_TO DO_: Starting with the line that contains "Find the round" and going on through the line that contains "Please outline every instance of the round", render those lines of the records below as a JSON list of strings, one string per line, with blank lines left out.

##########

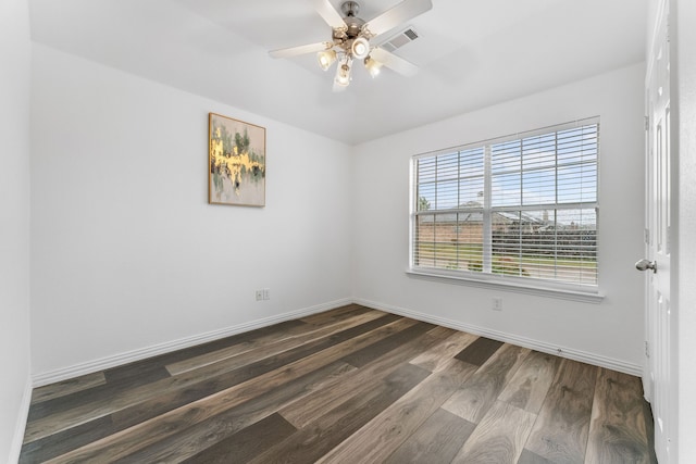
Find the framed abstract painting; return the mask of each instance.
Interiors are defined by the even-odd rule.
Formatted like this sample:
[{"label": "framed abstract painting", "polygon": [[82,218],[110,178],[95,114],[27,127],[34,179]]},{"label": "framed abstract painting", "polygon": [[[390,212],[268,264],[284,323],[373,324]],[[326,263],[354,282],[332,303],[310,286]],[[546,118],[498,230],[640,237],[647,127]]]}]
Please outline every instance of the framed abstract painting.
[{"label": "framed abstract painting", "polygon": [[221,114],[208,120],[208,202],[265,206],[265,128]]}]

##########

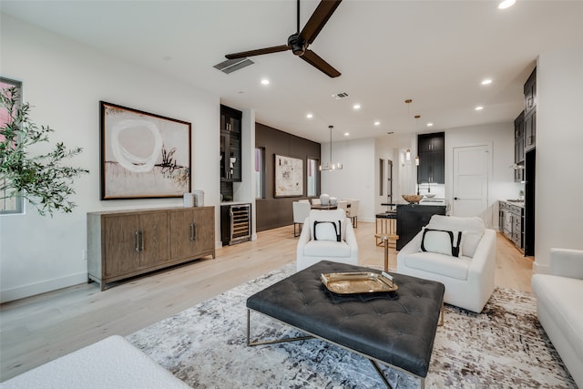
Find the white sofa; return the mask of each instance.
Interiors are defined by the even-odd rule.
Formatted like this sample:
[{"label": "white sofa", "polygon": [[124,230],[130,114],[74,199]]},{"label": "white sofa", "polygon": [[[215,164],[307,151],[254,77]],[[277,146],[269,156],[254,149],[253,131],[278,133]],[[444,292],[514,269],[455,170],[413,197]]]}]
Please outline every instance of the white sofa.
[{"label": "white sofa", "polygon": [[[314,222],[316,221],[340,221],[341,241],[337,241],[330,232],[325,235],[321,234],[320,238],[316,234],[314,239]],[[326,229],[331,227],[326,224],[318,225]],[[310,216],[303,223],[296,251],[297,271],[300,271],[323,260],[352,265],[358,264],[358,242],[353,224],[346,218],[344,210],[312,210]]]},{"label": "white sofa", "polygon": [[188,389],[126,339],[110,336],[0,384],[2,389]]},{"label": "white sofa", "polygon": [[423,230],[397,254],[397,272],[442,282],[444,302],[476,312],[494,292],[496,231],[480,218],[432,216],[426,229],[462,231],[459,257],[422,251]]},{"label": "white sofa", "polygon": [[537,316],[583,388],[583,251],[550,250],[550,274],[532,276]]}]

##########

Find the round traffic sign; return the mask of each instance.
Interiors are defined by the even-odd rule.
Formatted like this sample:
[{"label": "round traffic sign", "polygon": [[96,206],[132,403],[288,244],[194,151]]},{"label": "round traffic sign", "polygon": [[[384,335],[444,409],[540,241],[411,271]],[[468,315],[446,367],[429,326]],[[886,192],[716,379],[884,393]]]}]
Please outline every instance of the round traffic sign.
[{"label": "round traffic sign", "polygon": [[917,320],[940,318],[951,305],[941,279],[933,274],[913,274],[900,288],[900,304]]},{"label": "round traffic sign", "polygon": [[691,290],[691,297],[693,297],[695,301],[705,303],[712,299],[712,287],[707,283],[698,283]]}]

##########

_TASK RESULT_:
[
  "Find the round traffic sign; return the mask of each instance.",
  "Interiors are defined by the even-odd rule.",
  "Formatted like this sample:",
  "[{\"label\": \"round traffic sign\", \"polygon\": [[96,206],[132,403],[288,244],[194,151]]},{\"label\": \"round traffic sign\", \"polygon\": [[[384,335],[444,409],[540,241],[411,271]],[[468,315],[446,367],[429,326]],[[886,192],[716,379],[884,393]]]}]",
  "Please outline every instance of the round traffic sign."
]